# Start of DATA FOR THIS EXERCISE

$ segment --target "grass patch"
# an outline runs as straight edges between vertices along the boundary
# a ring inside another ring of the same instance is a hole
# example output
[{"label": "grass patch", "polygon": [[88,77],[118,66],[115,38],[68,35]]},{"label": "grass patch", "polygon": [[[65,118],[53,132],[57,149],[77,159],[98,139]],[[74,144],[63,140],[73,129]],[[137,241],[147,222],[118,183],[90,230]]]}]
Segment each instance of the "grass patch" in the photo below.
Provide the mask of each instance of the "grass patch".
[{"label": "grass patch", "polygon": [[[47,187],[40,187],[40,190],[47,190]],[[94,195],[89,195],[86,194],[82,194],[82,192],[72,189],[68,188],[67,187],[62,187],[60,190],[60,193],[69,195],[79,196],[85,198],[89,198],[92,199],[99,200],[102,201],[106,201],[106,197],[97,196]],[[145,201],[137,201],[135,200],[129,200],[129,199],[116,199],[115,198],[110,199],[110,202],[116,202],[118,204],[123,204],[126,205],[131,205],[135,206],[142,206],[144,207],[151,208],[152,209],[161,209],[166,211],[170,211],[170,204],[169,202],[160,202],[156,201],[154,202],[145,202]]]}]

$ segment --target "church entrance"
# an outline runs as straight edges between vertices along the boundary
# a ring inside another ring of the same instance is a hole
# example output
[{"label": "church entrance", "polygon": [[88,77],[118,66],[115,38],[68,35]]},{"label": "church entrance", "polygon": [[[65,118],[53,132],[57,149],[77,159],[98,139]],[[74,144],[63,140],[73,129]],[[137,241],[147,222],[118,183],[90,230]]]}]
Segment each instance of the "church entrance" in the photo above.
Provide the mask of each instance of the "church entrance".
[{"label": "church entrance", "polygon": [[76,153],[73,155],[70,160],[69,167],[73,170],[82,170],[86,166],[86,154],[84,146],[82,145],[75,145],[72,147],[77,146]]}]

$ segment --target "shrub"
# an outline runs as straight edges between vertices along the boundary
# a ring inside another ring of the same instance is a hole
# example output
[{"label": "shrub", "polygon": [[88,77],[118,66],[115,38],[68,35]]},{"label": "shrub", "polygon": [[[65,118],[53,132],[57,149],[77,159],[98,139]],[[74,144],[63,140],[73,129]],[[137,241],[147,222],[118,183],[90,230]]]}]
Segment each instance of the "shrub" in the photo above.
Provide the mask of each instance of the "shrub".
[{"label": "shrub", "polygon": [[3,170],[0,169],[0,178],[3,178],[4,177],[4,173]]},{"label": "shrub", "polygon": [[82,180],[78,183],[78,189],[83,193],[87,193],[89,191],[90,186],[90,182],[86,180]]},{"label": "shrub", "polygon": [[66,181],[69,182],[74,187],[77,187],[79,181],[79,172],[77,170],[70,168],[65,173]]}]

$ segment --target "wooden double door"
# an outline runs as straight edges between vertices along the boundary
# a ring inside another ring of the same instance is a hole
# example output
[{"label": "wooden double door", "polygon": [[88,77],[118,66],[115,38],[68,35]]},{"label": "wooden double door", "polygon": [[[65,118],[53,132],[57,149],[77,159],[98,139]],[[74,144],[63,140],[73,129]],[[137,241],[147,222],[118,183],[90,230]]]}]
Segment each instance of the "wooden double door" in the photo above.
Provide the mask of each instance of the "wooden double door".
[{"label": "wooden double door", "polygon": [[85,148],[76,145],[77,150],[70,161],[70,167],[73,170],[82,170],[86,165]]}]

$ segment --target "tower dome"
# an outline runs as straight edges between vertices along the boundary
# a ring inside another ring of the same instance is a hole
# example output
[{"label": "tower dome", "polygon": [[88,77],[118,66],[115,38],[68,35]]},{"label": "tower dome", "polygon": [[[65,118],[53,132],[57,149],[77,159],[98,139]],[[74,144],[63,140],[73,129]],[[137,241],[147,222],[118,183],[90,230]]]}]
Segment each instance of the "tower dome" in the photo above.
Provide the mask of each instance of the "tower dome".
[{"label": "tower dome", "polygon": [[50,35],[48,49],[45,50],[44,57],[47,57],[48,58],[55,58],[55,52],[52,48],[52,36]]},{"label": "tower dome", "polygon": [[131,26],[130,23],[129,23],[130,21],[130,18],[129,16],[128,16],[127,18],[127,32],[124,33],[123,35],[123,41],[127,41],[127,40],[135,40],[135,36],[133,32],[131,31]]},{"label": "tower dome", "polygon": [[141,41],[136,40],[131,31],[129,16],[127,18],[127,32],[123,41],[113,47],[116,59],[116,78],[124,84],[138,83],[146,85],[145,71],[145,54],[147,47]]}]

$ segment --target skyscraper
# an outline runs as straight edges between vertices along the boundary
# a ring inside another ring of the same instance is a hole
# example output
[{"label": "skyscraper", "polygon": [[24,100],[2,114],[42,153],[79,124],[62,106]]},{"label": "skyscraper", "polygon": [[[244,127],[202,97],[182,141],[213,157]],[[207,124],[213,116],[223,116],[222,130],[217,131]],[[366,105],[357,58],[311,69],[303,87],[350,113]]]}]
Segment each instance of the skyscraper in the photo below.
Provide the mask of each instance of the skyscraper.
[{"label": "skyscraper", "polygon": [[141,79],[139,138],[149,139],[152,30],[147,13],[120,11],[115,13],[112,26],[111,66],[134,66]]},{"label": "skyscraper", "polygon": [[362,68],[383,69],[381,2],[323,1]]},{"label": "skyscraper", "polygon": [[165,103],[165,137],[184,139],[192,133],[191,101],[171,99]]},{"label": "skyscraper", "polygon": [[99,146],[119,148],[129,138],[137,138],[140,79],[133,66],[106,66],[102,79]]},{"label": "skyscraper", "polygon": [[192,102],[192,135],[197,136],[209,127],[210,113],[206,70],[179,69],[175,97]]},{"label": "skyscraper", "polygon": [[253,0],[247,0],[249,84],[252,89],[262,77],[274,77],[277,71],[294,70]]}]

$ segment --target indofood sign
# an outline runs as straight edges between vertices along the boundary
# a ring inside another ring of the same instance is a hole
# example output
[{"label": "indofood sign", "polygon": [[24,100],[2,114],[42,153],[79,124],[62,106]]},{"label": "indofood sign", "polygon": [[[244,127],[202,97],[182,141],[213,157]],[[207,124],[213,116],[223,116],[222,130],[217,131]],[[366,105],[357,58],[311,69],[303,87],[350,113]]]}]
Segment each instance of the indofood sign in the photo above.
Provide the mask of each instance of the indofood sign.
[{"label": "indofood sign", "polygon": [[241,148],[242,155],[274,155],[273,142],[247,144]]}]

# End of DATA FOR THIS EXERCISE

_WHAT TO DO_.
Can you format every line of the records above as a numbered list, leaving out the blank lines?

_ANSWER TO THE PROBLEM_.
1. $ segment --target "grass patch"
2. # an outline runs as straight edges between vertices along the boundary
3. # a ring inside another ring of the same instance is a hole
4. # example output
5. [{"label": "grass patch", "polygon": [[88,77],[118,66],[115,38],[68,35]]},{"label": "grass patch", "polygon": [[[65,118],[53,132],[57,149],[77,159],[98,139]],[[74,144],[63,140],[73,129]],[[137,241],[147,222],[118,183],[90,230]]]}]
6. Segment each instance of the "grass patch" in the photo below.
7. Provide the mask of each instance of the "grass patch".
8. [{"label": "grass patch", "polygon": [[[47,187],[40,187],[40,190],[47,190]],[[94,195],[89,195],[86,194],[82,194],[82,192],[72,189],[68,188],[67,187],[62,187],[60,190],[60,193],[69,195],[79,196],[85,198],[89,198],[92,199],[99,200],[102,201],[106,201],[106,197],[97,196]],[[145,201],[137,201],[135,200],[129,200],[129,199],[116,199],[115,198],[110,199],[110,202],[116,202],[118,204],[123,204],[126,205],[131,205],[135,206],[142,206],[144,207],[151,208],[152,209],[161,209],[166,211],[170,211],[170,204],[169,202],[160,202],[156,201],[154,202],[145,202]]]}]
9. $ segment --target "church entrance"
10. # an outline runs as straight edges between vertices along the boundary
11. # a ring inside another ring of the same instance is a hole
12. # example output
13. [{"label": "church entrance", "polygon": [[88,77],[118,66],[115,38],[68,35]]},{"label": "church entrance", "polygon": [[[65,118],[53,132],[57,149],[77,159],[98,139]],[[74,144],[63,140],[73,129]],[[137,241],[147,222],[118,183],[90,230]]]}]
14. Segment each instance of the "church entrance" in the photo above.
15. Provide the mask of each instance of the "church entrance".
16. [{"label": "church entrance", "polygon": [[76,153],[73,155],[70,160],[69,167],[73,170],[82,170],[86,166],[86,154],[84,146],[82,145],[75,145],[72,147],[77,146]]}]
17. $ segment --target "shrub"
18. # an outline runs as straight edges between vertices along the boundary
19. # a ring inside another ring of the same instance is a hole
20. # example output
21. [{"label": "shrub", "polygon": [[88,77],[118,66],[115,38],[68,35]]},{"label": "shrub", "polygon": [[[65,118],[53,132],[57,149],[77,159],[98,139]],[[74,144],[63,140],[73,129]],[[137,241],[147,222],[118,183],[90,230]]]}]
22. Segment each instance of the "shrub" in the photo above.
23. Provide the mask of each instance of the "shrub".
24. [{"label": "shrub", "polygon": [[3,170],[0,169],[0,178],[3,178],[4,177],[4,173]]},{"label": "shrub", "polygon": [[82,180],[78,183],[78,189],[83,193],[87,193],[89,191],[90,186],[90,182],[86,180]]},{"label": "shrub", "polygon": [[66,181],[69,182],[74,187],[77,187],[79,181],[79,172],[77,170],[70,168],[65,173]]}]
25. $ segment --target "wooden double door"
26. # an outline runs as straight edges between vertices along the boundary
27. # a ring inside another ring of the same instance is a hole
28. # example output
29. [{"label": "wooden double door", "polygon": [[88,77],[118,66],[115,38],[68,35]]},{"label": "wooden double door", "polygon": [[[65,118],[53,132],[57,149],[77,159],[98,139]],[[74,144],[63,140],[73,129]],[[137,241],[147,222],[118,183],[90,230]]]}]
30. Segment each instance of the "wooden double door" in the photo above.
31. Provide the mask of each instance of the "wooden double door".
32. [{"label": "wooden double door", "polygon": [[85,148],[76,145],[77,150],[70,161],[70,167],[73,170],[82,170],[86,165]]}]
33. $ segment --target "tower dome"
34. # an outline runs as straight edges between vertices along the boundary
35. # a ring inside another ring of the same instance is a hole
36. # example output
37. [{"label": "tower dome", "polygon": [[88,77],[118,66],[115,38],[68,35]]},{"label": "tower dome", "polygon": [[[65,118],[53,132],[57,149],[77,159],[98,139]],[[74,144],[63,140],[73,129]],[[137,241],[147,222],[118,183],[90,230]]]}]
38. Segment each instance of the "tower dome" in the photo above.
39. Provide the mask of each instance of the "tower dome".
40. [{"label": "tower dome", "polygon": [[50,35],[48,49],[45,50],[44,57],[47,57],[48,58],[55,58],[55,52],[52,48],[52,36]]},{"label": "tower dome", "polygon": [[131,26],[130,23],[129,23],[130,21],[130,18],[129,16],[128,16],[127,18],[127,32],[124,33],[123,35],[123,41],[127,41],[127,40],[135,40],[135,36],[133,32],[131,31]]},{"label": "tower dome", "polygon": [[141,41],[136,40],[131,31],[129,16],[127,18],[127,32],[123,41],[113,47],[116,59],[116,78],[124,84],[138,83],[146,85],[145,71],[145,54],[147,47]]}]
41. $ segment --target skyscraper
42. # an outline runs as straight edges between vertices along the boundary
43. # a ring inside another ring of the same instance is a hole
44. # example output
45. [{"label": "skyscraper", "polygon": [[24,100],[2,114],[42,153],[79,124],[62,106]]},{"label": "skyscraper", "polygon": [[[244,127],[202,97],[182,141],[213,157]],[[207,124],[213,116],[223,116],[222,130],[217,131]],[[366,105],[357,58],[311,69],[303,87],[350,113]]]}]
46. Segment each instance of the skyscraper in the photo below.
47. Provide the mask of each instance of the skyscraper.
48. [{"label": "skyscraper", "polygon": [[141,79],[139,138],[149,139],[152,30],[147,13],[120,11],[115,13],[112,26],[111,66],[134,66]]},{"label": "skyscraper", "polygon": [[362,68],[383,69],[381,2],[323,1]]},{"label": "skyscraper", "polygon": [[165,103],[165,137],[184,139],[192,133],[191,101],[171,99]]},{"label": "skyscraper", "polygon": [[99,146],[119,148],[129,138],[137,138],[140,79],[133,66],[106,66],[102,79]]},{"label": "skyscraper", "polygon": [[192,102],[192,135],[197,136],[209,127],[210,113],[206,70],[179,69],[175,97]]},{"label": "skyscraper", "polygon": [[253,0],[247,0],[249,84],[252,89],[262,77],[274,77],[277,71],[294,70]]}]
49. $ segment --target indofood sign
50. # an outline runs as straight edges between vertices along the boundary
51. # a ring inside another ring of the same instance is a hole
52. # example output
53. [{"label": "indofood sign", "polygon": [[24,100],[2,114],[42,153],[79,124],[62,106]]},{"label": "indofood sign", "polygon": [[[244,127],[202,97],[182,141],[213,157]],[[207,124],[213,116],[223,116],[222,130],[217,131]],[[366,105],[357,58],[311,69],[303,87],[350,113]]]}]
54. Segment each instance of the indofood sign in the photo above.
55. Provide the mask of each instance of the indofood sign.
56. [{"label": "indofood sign", "polygon": [[241,148],[242,155],[274,155],[273,142],[247,144]]}]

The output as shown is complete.